WHAT THE TASK ASKS:
Transcribe only what runs from the line including "Teacher note: have the class pick out the cluster" through the last line of the entries, exactly as it appears.

Point localization data:

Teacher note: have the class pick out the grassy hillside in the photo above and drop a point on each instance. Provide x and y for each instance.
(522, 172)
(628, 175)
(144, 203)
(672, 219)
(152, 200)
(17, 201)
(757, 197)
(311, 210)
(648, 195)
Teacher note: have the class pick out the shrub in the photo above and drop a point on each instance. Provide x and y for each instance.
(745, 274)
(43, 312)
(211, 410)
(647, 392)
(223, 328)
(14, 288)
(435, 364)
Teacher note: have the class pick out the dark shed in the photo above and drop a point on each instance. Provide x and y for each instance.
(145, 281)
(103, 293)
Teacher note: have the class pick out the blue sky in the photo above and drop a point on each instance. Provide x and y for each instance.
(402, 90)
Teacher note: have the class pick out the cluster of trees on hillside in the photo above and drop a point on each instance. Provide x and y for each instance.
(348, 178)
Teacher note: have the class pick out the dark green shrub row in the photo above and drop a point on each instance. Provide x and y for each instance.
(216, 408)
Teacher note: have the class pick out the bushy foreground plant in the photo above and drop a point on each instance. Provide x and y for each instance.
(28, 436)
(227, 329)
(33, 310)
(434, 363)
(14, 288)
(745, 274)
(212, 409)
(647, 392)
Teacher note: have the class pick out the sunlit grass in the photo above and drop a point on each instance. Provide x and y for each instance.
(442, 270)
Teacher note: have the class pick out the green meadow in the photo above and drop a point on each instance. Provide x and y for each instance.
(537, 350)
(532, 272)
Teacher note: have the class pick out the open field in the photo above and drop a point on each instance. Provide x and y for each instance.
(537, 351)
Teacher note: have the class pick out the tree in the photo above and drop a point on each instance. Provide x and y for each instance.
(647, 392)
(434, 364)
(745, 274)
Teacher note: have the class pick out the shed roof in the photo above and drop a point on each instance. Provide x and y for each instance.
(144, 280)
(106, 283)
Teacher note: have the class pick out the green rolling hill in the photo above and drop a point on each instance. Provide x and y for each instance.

EXERCISE OUTPUT:
Teacher note: have the class pick out the cluster of trees on hillside in the photo above and drop a point on each instance. Provide x and y for each instance.
(348, 178)
Teacher note: have the class pick out the dark green shrub row in the photo above and drop a point on each instance. Provide x and y for each instance.
(216, 408)
Teacher note: have the class pick out the bushy foreground plant in the photo above and drop a point on each instance. Provide x and y for each instance.
(28, 436)
(227, 329)
(33, 310)
(434, 363)
(14, 288)
(745, 274)
(212, 409)
(647, 392)
Teacher note: have the class pick out the sunlit grass in the photo above and drop a point on each instance. Provide x and y for each instance.
(442, 270)
Teacher note: have the class pick out the green meadow in the photo above and drop a point on each instance. Provide x and y for each instance.
(537, 350)
(532, 272)
Teacher note: have the class pick out the open field in the photo above and drop a point on each instance. Provide x and y for each instance.
(537, 351)
Teacher note: have the class pick out the tree in the photo above and drop a point on each instance. Provide x and y for each instance.
(647, 392)
(434, 364)
(745, 274)
Teacher note: have the class pick out the shed roof in the photo above and drop a point on each instance. Provide x and y for each instance.
(144, 280)
(106, 283)
Teacher note: have the class pick out the green rolling hill in the photo above and drop a point on each instance. Provide x and y for each instance.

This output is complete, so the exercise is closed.